Start of Working data

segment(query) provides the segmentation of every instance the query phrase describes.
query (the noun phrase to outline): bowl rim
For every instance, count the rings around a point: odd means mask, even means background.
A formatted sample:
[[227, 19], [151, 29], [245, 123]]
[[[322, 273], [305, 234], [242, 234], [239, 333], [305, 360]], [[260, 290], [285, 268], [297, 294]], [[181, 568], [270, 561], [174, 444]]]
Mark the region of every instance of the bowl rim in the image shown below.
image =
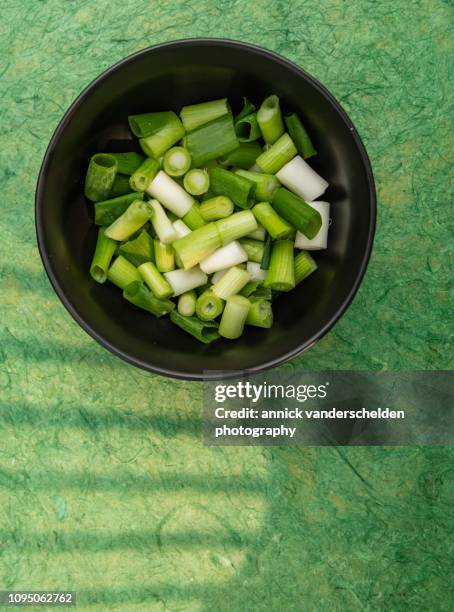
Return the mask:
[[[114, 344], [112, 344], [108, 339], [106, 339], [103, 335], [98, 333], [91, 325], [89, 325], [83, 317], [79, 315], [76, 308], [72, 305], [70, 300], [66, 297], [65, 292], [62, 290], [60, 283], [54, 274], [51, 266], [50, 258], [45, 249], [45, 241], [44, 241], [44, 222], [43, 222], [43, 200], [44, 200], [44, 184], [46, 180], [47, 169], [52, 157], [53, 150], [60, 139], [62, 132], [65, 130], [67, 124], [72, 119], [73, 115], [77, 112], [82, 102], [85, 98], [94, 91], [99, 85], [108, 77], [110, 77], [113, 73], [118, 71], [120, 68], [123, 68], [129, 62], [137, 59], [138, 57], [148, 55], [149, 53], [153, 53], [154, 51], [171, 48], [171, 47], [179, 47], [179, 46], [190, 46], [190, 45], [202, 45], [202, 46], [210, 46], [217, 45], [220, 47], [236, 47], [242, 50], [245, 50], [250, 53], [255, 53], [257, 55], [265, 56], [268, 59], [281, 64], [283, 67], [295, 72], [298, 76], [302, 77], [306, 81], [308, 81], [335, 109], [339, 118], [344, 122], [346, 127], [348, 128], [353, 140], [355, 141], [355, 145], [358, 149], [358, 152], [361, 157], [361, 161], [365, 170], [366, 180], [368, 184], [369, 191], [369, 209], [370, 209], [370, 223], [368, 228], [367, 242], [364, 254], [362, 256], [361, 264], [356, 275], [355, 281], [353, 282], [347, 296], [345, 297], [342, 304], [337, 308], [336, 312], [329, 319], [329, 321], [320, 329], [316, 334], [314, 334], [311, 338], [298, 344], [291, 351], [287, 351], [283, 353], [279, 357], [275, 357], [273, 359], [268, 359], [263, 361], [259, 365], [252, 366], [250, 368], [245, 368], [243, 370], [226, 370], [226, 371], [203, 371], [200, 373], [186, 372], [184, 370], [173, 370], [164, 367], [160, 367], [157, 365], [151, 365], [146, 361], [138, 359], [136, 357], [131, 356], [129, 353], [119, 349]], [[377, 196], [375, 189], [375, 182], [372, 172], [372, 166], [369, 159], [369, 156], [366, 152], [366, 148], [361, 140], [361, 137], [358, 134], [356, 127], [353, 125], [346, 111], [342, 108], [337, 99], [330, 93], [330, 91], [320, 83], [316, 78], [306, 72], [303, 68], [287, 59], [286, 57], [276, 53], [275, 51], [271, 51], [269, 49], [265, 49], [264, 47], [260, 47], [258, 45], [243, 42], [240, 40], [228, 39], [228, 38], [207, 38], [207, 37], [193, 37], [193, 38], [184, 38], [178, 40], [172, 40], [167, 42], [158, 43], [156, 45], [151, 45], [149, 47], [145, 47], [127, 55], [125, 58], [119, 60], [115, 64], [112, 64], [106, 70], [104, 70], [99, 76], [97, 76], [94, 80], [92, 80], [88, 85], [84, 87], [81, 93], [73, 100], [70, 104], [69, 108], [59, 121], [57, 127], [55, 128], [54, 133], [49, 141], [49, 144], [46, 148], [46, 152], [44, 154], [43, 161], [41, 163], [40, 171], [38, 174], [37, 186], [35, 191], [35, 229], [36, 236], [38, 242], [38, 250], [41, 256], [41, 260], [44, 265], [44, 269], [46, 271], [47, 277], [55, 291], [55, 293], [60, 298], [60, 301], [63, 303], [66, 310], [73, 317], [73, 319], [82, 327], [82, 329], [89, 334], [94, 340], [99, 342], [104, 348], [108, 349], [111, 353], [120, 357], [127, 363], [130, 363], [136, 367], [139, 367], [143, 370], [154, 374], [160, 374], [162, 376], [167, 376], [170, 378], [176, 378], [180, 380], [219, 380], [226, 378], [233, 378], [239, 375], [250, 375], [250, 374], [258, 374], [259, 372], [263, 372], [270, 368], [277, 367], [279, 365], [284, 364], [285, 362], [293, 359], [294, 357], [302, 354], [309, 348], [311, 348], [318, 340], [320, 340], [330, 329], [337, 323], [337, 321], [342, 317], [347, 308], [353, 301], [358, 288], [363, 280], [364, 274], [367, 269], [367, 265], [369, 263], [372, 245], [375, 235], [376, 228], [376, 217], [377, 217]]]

End of Working data

Directions for this task =>
Find every line in the records that has the word "image". Copy those lines.

Output =>
Mark the region of every instance of the bowl rim in the image shown below.
image =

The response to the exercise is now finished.